**Problem to work on**
Format the entries as a numbered list, starting at their first line and ending with the line that contains "[0,331,474,473]". Leave out any blank lines.

**Provided records**
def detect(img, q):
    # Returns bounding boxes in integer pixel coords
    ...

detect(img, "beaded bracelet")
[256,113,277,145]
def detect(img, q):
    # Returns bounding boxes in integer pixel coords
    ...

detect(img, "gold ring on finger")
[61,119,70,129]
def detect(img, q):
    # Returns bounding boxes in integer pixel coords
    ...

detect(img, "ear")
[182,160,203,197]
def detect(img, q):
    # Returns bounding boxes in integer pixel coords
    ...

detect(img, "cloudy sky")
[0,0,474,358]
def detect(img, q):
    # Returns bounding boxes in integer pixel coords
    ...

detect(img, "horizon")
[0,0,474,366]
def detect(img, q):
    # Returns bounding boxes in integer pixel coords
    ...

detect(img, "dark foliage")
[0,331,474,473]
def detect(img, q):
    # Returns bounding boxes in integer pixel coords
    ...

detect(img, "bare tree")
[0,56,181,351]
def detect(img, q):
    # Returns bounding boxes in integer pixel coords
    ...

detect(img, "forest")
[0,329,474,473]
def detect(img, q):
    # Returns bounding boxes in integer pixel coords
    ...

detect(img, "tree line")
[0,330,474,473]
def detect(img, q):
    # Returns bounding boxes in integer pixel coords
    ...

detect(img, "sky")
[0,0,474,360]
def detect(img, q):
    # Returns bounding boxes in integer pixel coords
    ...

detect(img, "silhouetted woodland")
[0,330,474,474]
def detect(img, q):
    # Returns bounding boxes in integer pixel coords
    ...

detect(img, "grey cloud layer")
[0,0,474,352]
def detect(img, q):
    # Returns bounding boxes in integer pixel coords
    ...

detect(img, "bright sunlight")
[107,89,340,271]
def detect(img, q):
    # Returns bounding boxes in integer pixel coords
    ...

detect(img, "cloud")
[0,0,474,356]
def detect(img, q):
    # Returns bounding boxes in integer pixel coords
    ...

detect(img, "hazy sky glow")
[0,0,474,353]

**Final answer**
1. def detect(img, q):
2.     # Returns bounding boxes in integer pixel coords
3.     ...
4. detect(img, "beaded bracelet")
5. [256,113,277,145]
6. def detect(img, q):
7.     # Returns bounding boxes in integer pixel coords
8.     ...
9. detect(img, "gold ring on finger")
10. [61,119,70,129]
11. def detect(img, q):
12.     # Returns bounding boxes in integer pixel coords
13.     ...
14. detect(img, "ear")
15. [182,160,203,197]
16. def detect(img, q):
17.     # Returns bounding boxes in integer pixel coords
18.     ...
19. detect(img, "cloudy sky")
20. [0,0,474,358]
21. def detect(img, q):
22.     # Returns bounding boxes in integer pixel coords
23.     ...
24. detect(img, "horizon")
25. [0,0,474,366]
26. def detect(img, q):
27.     # Returns bounding boxes in integer pixel coords
28.     ...
29. detect(img, "dark foliage")
30. [0,331,474,473]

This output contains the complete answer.